■ **Excerpt**
“America is coming apart,” American Enterprise Institute scholar Charles Murray wrote at The Wall Street Journal last week. The problem is one of “cultural inequality,” Murray said, and it reveals itself in “a new upper class with advanced educations, often obtained at elite schools, sharing tastes and preferences that set them apart from mainstream America” and in “a new lower class, characterized not by poverty but by withdrawal from America’s core cultural institutions.”
Murray roots working class decline, not in macro-economic factors like the loss of manufacturing jobs, but in social policy developed during the 1960s that he says “made it economically more feasible to have a child without having a husband if you were a woman or to get along without a job if you were a man; safer to commit crimes without suffering consequences; and easier to let the government deal with problems in your community that you and your neighbors formerly had to take care of.”
His solution to this alleged cultural divide is the affirmation of core “civic virtues” like marriage, industriousness, and religiosity. Not only should they be advanced by the working class folks who adhere to them, but he says, “Married, educated people who work hard and conscientiously raise their kids shouldn’t hesitate to voice their disapproval of those who defy these norms.”
That ought to go over well with the young’uns.
Restoring American Dynamism
Fellow conservative David Brooks took a different approach to the problems faced by a hypothetical economically disadvantaged woman in his January 23 column at The New York Times. Brooks advocated “a two-pronged approach” to “restoring American dynamism” that includes “more economic freedom combined with more social structure; more competition combined with more support.” This translates into a simpler tax code, corporate tax cuts, streamlined regulations, flexible immigration policy, and a long-term balanced budget, as well as a host of measures that support education and more child care options for families.

Entries from a dataset
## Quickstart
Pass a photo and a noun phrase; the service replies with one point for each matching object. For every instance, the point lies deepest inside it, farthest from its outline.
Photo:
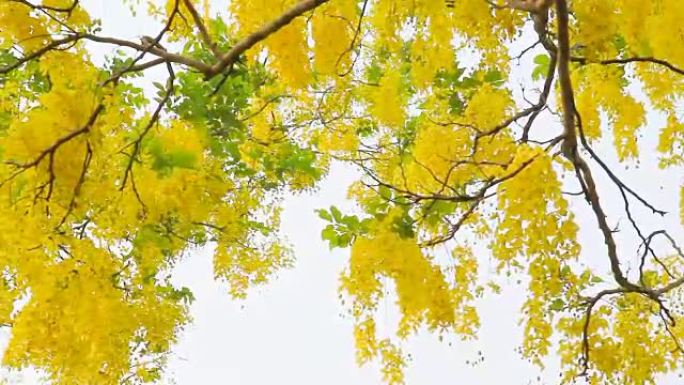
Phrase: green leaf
(542, 62)
(323, 214)
(557, 305)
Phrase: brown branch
(230, 57)
(137, 144)
(168, 56)
(68, 10)
(636, 59)
(50, 151)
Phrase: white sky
(294, 331)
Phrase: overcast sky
(294, 331)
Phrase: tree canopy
(482, 130)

■ **Directive 1**
Copy the passage of the article on cultural inequality above word for word, starting with "His solution to" and going on through "with the young’uns.".
■ **Directive 2**
Pick up the article on cultural inequality at the end of its last paragraph and keep writing it.

■ **Written response 1**
His solution to this alleged cultural divide is the affirmation of core “civic virtues” like marriage, industriousness, and religiosity. Not only should they be advanced by the working class folks who adhere to them, but he says, “Married, educated people who work hard and conscientiously raise their kids shouldn’t hesitate to voice their disapproval of those who defy these norms.”
That ought to go over well with the young’uns.

■ **Written response 2**
At The American Conservative, Rod Dreher struck an even more moderate tone, rebuking Newt Gingrich’s “food stamp president” remark by reminding readers that SNAP benefits have doubled since 2008 because “the country suffered its worst economic collapse since the Great Depression!” Dreher contrasted SNAP spending with the estimated $107 billion bill that the Pentagon will present this year to U.S. taxpayers for what he regards as a futile war in Afghanistan.
Thank God for comedians …
Smoking Out the Satirical in Progressive Elitism
At The Weekly Standard, humor writer P.J. O’Rourke charged progressives with hating poor people. He was riffing on Maine’s new ban on smoking in all public housing, but he applied the critique WIDELY. Here’s a single satirical sentence that Murray might consider when pondering cultural divisions:
“Smoking kills smokers, which is about what they deserve for engaging in such lowbrow, wrong-headed, retarded, vulgarian activity, except they get sick first and that drives up the cost of a single-payer national health care system, plus their second-hand smoke is worse yet because it is a, yuck, inhalation hand-me-down from uncouth people who probably haven’t flossed, and it kills progressive elites who don’t even know anyone who smokes while also releasing greenhouse gases and stinking up the cheery curtains that elites hang in public housing group activity areas to brighten the lives of the underprivileged who are confined to concrete tower blocks with six-by-eight-foot living rooms, seven-foot ceilings, plexiglass windows, and sheet-metal doors with a dozen locks on them.”
Linament Salesmen and Other Ills
Speaking of humor, in a new interview with The Root, comedy legend Bill Cosby took on those who criticize him for “airing dirty laundry” about the Black community when he denounces its social dysfunctions, calling them “liniment salesmen.” He also expressed his concerns about teen pregnancy, Black-on-Black crime, and illiteracy. “I’m telling you that I’m worried and very, very concerned today when a mother, speaking about the son being in jail, says, ‘I’m happy. He’s in a safe place.’ You cannot take that casually,” Cosby warned, and that’s not funny at all.
Winfrey the Non-Conformist Anomaly
Leave it to media mogul Oprah Winfrey to defy them all. In an interview with India’s NDTV, Winfrey said that she and Stedman Graham would have been divorced by now if they had gotten married. “I really am my own woman and I don’t really conform very well to other people ideas about who and what I should be and being married calls for some conformity,” said Winfrey. But then, these guys would probably say she’s the exception that proves the rule.
What do you think?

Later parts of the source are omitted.